> **What to do**
Go through the listing beneath and show each line containing the string "positive".

> **Data provided**
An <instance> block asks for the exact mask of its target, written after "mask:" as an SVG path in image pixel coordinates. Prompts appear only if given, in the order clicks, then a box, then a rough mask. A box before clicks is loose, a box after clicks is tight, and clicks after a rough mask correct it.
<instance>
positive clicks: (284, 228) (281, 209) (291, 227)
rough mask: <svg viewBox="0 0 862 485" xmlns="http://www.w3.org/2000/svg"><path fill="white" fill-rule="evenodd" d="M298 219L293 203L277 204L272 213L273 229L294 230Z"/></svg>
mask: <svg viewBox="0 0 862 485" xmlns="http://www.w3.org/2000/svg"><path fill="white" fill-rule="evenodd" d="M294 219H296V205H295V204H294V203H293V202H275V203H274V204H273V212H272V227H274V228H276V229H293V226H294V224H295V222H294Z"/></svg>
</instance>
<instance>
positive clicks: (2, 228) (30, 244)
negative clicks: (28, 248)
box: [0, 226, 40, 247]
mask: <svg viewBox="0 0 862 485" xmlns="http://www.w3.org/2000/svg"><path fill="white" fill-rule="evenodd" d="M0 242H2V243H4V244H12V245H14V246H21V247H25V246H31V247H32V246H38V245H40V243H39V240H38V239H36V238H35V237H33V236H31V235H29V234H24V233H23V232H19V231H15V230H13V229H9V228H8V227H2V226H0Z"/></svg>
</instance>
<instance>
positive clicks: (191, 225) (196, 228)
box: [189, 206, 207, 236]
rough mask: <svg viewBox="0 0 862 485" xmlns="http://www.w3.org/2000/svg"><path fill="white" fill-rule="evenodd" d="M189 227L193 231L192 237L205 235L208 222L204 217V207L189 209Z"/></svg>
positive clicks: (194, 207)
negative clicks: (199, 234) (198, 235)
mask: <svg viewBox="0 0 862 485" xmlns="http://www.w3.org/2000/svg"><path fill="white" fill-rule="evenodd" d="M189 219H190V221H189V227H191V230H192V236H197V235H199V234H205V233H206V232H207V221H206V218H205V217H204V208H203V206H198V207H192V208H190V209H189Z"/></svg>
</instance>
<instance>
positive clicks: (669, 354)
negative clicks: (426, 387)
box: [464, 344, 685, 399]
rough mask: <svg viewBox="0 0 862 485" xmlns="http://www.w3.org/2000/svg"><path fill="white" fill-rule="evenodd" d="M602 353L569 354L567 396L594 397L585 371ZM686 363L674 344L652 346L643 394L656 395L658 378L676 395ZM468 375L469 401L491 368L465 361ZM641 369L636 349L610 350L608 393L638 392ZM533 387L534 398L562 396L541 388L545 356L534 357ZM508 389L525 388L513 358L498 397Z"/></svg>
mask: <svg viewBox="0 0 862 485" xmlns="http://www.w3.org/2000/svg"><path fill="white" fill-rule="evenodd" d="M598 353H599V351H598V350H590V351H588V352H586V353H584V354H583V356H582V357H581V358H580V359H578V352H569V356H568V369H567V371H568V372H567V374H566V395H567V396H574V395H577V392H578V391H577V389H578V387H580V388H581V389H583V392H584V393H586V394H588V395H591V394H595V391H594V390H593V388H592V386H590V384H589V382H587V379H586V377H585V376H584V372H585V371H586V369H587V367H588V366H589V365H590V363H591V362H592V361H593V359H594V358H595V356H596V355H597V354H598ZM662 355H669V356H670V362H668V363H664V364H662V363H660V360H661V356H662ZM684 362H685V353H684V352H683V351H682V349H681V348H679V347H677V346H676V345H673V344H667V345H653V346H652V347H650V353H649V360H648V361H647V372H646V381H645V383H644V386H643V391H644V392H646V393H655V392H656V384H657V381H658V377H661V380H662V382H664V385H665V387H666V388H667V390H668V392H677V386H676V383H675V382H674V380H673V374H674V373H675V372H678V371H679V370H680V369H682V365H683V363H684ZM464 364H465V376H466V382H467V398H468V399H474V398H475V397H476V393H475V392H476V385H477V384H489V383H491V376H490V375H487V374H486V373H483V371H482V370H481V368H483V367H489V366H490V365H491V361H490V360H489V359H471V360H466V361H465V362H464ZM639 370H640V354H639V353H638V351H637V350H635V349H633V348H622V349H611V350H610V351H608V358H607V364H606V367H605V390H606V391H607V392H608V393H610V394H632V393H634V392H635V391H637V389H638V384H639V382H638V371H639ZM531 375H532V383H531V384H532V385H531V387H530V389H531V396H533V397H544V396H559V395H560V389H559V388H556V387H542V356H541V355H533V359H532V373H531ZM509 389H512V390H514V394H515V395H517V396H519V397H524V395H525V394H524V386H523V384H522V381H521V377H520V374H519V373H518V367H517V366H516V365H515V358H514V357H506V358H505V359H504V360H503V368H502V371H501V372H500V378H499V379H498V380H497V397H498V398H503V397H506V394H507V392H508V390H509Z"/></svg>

> **Expected answer**
positive clicks: (284, 228) (281, 209) (291, 227)
positive clicks: (2, 228) (30, 244)
positive clicks: (191, 225) (196, 228)
positive clicks: (194, 207)
positive clicks: (669, 354)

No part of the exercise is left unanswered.